### [SELECTED EXTRACT]
════

Expert: Turning Clocks Back Doesn't Translate To Extra Sleep For Everyone
CHICAGO (CBS) -- Clocks get turned back an hour this weekend, but not everyone will be taking advantage of it to get more sleep.
Rush University Medical Center sleep disorder expert Dr. James Wyatt said research indicates there are more traffic accidents on the Sunday after the fall time change, perhaps because of greater alcohol use, and people staying up a little later.
He suggested people instead use the time to catch up on some sleep, and get the extra hour of rest that's right there for them. Wyatt said people need 7 to 9 hours of sleep per night, and this is one weekend they should take advantage of having an extra hour of time.
"From what we call our circadian rhythms, our brain's 24-hour clock point of view, it is like one time zone of jet lag, both in the spring and in the fall," he said. "For most people it takes one to two days to get over a time zone shift in jet lag, or Daylight Saving Time."
Wyatt said he and other sleep disorder specialists would prefer eliminating time changes in the spring and fall.
"We would prefer to have the same time all year long, so that twice a year people don't have involuntary jet lag symptoms," he said.

════

### [TASK BRIEF]
Please state how many hours of sleep per night people need, according to the sleep article. The material that follows has nothing to do with the sleep article.

════

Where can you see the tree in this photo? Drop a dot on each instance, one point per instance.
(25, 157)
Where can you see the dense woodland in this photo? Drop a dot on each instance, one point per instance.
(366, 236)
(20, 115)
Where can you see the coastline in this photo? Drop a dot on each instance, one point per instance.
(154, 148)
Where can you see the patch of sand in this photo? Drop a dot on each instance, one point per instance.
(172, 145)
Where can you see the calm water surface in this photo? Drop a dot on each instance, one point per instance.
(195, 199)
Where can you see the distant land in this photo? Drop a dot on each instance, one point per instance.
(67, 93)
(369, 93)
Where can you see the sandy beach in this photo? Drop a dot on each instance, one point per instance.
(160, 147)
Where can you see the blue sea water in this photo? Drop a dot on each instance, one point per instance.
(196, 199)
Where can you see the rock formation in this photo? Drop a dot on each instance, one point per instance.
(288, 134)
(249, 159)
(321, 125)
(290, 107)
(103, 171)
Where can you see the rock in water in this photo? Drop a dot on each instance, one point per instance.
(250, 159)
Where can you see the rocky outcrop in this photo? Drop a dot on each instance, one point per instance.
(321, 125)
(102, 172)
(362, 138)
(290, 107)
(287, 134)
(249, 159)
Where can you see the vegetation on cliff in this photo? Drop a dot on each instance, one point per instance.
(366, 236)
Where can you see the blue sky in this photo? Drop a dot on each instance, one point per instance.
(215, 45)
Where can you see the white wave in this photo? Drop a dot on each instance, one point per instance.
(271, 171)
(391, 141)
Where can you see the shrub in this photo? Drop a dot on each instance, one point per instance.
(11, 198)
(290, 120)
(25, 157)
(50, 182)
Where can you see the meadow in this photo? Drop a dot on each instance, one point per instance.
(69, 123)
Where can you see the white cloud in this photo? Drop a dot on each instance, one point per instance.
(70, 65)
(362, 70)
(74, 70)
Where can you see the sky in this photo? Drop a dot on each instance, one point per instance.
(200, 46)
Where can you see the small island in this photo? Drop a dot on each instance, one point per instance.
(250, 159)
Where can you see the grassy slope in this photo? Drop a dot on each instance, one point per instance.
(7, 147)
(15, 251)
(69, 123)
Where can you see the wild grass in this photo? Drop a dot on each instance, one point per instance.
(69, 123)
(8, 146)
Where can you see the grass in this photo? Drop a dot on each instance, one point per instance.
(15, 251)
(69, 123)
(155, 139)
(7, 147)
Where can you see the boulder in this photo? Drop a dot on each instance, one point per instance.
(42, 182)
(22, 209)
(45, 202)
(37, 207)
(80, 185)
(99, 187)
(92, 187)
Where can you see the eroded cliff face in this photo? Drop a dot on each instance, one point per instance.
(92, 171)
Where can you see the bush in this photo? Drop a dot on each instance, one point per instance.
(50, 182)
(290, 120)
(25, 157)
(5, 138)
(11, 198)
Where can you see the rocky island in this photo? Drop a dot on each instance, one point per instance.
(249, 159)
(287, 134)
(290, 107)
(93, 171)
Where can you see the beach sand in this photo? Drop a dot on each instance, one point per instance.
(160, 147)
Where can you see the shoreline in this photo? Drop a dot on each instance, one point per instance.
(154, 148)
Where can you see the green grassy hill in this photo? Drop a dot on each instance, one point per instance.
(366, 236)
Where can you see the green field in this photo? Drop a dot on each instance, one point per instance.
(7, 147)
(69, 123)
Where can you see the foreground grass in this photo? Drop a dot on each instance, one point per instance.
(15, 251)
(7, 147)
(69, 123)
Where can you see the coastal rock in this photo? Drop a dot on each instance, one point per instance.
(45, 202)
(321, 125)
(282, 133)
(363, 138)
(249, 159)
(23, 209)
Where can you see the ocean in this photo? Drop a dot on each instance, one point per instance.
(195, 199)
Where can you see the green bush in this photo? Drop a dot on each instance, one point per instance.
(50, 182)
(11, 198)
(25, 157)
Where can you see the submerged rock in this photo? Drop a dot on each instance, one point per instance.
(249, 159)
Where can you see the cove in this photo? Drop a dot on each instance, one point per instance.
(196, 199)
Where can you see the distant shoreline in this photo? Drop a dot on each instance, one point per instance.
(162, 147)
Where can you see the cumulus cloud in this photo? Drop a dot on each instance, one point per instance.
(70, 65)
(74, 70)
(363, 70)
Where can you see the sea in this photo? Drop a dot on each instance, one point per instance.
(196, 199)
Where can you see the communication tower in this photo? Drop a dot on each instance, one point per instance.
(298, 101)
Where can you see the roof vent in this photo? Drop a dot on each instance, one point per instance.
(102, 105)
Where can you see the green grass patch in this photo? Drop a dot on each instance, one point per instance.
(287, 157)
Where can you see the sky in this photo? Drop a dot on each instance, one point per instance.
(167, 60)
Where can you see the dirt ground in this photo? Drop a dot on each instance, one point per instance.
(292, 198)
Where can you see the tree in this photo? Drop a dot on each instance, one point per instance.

════

### [RESPONSE AREA]
7 to 9 hours.